■ Records from a collection
begin
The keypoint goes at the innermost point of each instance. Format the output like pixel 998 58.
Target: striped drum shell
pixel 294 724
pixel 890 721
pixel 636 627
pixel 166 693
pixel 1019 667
end
■ Job
Write out every item above word for word, with no changes.

■ Output below
The keypoint goes at the innermost point of each instance. Format the output like pixel 998 58.
Target: striped drum shell
pixel 294 724
pixel 890 721
pixel 636 627
pixel 166 693
pixel 1019 667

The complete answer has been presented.